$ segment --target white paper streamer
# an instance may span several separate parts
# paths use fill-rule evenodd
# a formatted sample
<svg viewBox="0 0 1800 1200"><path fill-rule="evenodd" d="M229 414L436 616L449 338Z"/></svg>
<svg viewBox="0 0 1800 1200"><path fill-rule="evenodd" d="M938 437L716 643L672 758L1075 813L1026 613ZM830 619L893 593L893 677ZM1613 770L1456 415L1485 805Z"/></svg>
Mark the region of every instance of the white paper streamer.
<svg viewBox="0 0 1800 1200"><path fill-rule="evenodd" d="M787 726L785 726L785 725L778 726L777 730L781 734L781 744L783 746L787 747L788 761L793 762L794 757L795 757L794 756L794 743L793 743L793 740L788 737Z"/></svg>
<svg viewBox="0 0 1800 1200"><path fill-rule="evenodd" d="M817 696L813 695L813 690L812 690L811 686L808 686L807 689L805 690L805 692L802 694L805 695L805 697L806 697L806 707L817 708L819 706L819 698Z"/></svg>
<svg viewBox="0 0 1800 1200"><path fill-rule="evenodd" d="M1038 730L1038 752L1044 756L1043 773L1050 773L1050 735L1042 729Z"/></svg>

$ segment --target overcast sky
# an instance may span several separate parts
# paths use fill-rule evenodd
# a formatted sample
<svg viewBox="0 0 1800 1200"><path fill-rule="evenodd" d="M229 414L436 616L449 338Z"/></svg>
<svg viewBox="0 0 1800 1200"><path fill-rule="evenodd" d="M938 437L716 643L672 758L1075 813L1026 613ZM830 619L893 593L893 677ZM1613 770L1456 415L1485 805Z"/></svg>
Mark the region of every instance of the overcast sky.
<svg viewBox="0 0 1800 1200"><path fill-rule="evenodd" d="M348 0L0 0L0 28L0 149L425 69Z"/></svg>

Your task - Nothing is to be left out; every record above must be repeated exactly.

Task response -
$ segment --target white paper streamer
# an instance may span several separate parts
# paths use fill-rule evenodd
# a formatted sample
<svg viewBox="0 0 1800 1200"><path fill-rule="evenodd" d="M229 414L436 616L449 338Z"/></svg>
<svg viewBox="0 0 1800 1200"><path fill-rule="evenodd" d="M938 437L716 643L672 758L1075 813L1026 613ZM830 619L893 593L893 677ZM1613 770L1456 415L1485 805Z"/></svg>
Mark the region of every instance of the white paper streamer.
<svg viewBox="0 0 1800 1200"><path fill-rule="evenodd" d="M787 726L785 726L785 725L778 726L777 730L781 734L781 744L783 746L787 747L788 761L793 762L794 757L795 757L794 756L794 743L793 743L793 740L788 737Z"/></svg>
<svg viewBox="0 0 1800 1200"><path fill-rule="evenodd" d="M817 696L813 695L813 690L812 690L811 686L808 686L807 689L805 690L805 692L802 694L805 695L805 697L806 697L806 707L817 708L819 706L819 698Z"/></svg>
<svg viewBox="0 0 1800 1200"><path fill-rule="evenodd" d="M1038 730L1038 752L1044 756L1043 773L1050 773L1050 735L1042 729Z"/></svg>

$ segment --target overcast sky
# an instance may span several separate parts
# paths use fill-rule evenodd
# a formatted sample
<svg viewBox="0 0 1800 1200"><path fill-rule="evenodd" d="M229 414L436 616L449 338Z"/></svg>
<svg viewBox="0 0 1800 1200"><path fill-rule="evenodd" d="M938 437L716 643L672 758L1075 813L1026 613ZM830 619L893 593L893 677ZM1613 770L1456 415L1485 805Z"/></svg>
Mark the region of every instance of the overcast sky.
<svg viewBox="0 0 1800 1200"><path fill-rule="evenodd" d="M348 0L0 0L0 28L0 149L425 69Z"/></svg>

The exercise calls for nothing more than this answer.